───── RECORDS SUPPLIED ─────
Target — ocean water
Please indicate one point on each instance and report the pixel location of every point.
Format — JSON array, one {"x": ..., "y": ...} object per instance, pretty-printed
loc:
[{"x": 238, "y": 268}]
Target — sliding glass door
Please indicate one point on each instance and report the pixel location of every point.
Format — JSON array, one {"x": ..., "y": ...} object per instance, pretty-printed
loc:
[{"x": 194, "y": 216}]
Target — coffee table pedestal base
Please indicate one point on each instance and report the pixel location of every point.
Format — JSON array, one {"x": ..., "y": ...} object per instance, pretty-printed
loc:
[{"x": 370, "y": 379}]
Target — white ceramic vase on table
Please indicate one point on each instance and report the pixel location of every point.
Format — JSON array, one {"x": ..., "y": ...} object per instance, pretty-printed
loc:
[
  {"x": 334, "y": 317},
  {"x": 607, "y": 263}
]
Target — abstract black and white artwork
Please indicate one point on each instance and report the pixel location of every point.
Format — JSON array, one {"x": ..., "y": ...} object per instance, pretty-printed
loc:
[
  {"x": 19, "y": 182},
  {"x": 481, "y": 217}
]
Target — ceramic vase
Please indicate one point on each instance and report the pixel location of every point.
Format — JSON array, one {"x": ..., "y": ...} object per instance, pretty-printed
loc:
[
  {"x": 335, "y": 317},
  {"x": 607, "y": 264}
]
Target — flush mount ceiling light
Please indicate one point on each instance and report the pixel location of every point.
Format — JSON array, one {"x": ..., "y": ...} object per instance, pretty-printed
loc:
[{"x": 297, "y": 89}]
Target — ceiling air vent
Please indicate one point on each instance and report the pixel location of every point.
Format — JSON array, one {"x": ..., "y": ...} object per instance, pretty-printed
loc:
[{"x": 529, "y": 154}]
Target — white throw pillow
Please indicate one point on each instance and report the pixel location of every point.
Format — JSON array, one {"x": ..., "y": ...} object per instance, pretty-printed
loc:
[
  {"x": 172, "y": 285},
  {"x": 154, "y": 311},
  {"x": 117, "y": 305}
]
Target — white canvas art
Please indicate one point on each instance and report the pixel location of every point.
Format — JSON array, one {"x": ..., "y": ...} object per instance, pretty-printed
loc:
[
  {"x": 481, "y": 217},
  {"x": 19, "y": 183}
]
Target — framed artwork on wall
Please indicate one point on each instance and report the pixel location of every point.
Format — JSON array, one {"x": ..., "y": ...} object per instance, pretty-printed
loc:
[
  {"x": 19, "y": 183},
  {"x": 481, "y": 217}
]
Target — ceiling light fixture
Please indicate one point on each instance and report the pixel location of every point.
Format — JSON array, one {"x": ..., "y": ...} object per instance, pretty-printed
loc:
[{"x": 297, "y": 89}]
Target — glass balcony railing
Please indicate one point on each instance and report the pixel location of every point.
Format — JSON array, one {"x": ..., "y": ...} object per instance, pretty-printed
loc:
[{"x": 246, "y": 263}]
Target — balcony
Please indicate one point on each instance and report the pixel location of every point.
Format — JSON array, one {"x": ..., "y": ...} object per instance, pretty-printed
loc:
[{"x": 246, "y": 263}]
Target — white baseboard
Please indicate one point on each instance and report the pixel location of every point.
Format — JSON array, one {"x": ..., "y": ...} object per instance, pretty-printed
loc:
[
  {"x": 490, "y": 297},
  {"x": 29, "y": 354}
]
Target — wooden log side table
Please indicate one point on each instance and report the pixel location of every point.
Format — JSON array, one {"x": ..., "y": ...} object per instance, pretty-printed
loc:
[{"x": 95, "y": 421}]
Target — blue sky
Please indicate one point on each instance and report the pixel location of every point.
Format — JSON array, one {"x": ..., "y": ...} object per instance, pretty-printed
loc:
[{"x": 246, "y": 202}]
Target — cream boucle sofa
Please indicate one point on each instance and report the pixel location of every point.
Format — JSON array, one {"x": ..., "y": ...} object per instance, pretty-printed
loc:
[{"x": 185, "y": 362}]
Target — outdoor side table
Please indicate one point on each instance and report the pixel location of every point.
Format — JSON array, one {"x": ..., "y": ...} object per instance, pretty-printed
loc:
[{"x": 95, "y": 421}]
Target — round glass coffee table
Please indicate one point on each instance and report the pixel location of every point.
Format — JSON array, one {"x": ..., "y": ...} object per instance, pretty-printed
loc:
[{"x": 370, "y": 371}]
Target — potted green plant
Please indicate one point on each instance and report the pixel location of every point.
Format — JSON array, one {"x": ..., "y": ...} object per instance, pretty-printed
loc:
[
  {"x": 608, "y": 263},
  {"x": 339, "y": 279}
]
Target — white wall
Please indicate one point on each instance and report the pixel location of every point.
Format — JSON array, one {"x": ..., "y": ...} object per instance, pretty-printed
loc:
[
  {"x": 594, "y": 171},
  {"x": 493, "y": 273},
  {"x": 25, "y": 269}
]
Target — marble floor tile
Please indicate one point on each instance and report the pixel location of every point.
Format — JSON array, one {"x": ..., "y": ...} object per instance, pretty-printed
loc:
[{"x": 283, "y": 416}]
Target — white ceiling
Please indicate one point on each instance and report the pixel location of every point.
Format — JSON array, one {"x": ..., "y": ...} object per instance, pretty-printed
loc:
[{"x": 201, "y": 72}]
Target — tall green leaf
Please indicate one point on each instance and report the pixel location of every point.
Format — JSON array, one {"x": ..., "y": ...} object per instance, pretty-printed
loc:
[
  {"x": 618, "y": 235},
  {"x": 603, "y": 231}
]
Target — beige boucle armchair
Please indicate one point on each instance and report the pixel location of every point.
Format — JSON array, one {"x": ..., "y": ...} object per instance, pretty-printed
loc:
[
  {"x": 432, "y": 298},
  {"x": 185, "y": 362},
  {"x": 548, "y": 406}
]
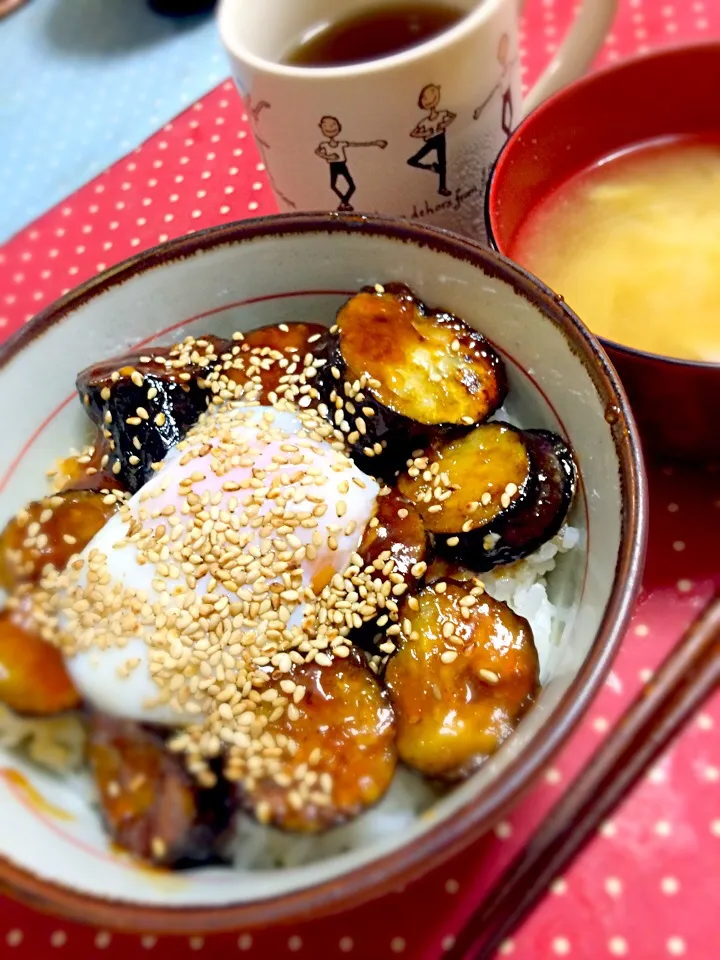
─────
- PROBLEM TO WORK ON -
Line count for "coffee": count the lines in the records above that hold this word, and give only the number.

- OUTPUT BELOW -
2